[Given records Boundary: Start]

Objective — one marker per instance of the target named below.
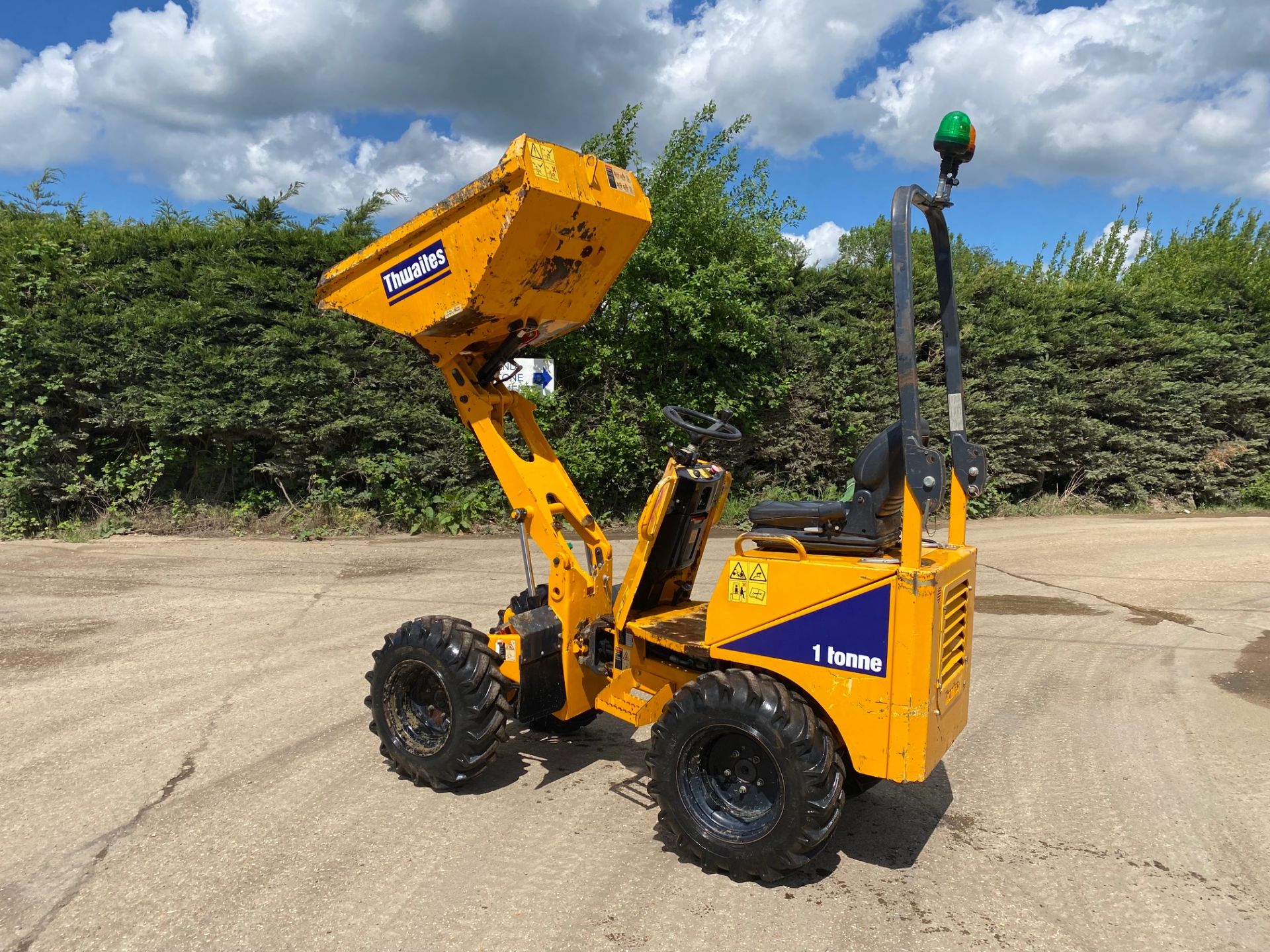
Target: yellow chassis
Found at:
(880, 645)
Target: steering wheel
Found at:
(702, 426)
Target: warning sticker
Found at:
(542, 161)
(748, 589)
(620, 179)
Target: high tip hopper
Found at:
(538, 240)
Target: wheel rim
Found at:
(730, 783)
(418, 707)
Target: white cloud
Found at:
(1132, 241)
(245, 95)
(1134, 92)
(12, 56)
(821, 243)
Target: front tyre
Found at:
(439, 701)
(747, 777)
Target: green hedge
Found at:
(182, 358)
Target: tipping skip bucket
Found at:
(540, 238)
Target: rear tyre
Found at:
(747, 777)
(562, 728)
(439, 701)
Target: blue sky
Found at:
(1080, 108)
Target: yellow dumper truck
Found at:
(835, 649)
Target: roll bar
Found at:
(923, 467)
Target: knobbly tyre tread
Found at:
(807, 748)
(478, 691)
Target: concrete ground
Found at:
(185, 764)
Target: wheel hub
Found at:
(418, 707)
(732, 783)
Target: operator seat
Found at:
(865, 524)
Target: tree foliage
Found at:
(182, 357)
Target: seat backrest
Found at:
(879, 474)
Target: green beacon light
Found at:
(954, 141)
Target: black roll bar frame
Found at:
(923, 467)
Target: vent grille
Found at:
(956, 603)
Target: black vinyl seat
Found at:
(868, 524)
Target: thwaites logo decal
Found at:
(853, 635)
(415, 273)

[Given records Boundary: End]

#### Your task
Exclude all images, then retype the records above without alteration.

#### Exercise solution
Objective — one marker per instance of the target named below.
Target: yellow chassis
Found at:
(880, 645)
Target: steering wheel
Found at:
(702, 426)
Target: warning sticker
Found at:
(542, 161)
(748, 589)
(620, 179)
Target: high tip hopper
Found at:
(538, 240)
Target: wheel rim
Found at:
(730, 783)
(418, 707)
Target: white cloud
Found at:
(1132, 241)
(245, 95)
(1134, 92)
(12, 56)
(821, 243)
Target: front tyre
Found at:
(439, 701)
(747, 777)
Target: green hedge
Found at:
(182, 358)
Target: tipping skip bucket
Found at:
(540, 238)
Target: rear tyre
Found at:
(747, 777)
(562, 728)
(439, 701)
Target: blue sky
Found at:
(1080, 108)
Target: yellow dumper truck
Found at:
(835, 649)
Target: roll bar
Found at:
(923, 467)
Target: knobbly tyre tread
Found at:
(807, 748)
(478, 691)
Target: concrete ground
Found at:
(185, 764)
Target: wheel hub
Found at:
(418, 707)
(732, 783)
Target: operator seat
Found at:
(865, 524)
Target: tree foliage
Found at:
(182, 357)
Target: seat backrest
Found at:
(879, 474)
Target: green beacon light
Found at:
(954, 141)
Target: black roll bar frame
Found at:
(923, 467)
Target: vent grille
Found at:
(956, 603)
Target: black vinyl seat
Found at:
(868, 524)
Target: thwaites logo decal
Found at:
(853, 635)
(415, 273)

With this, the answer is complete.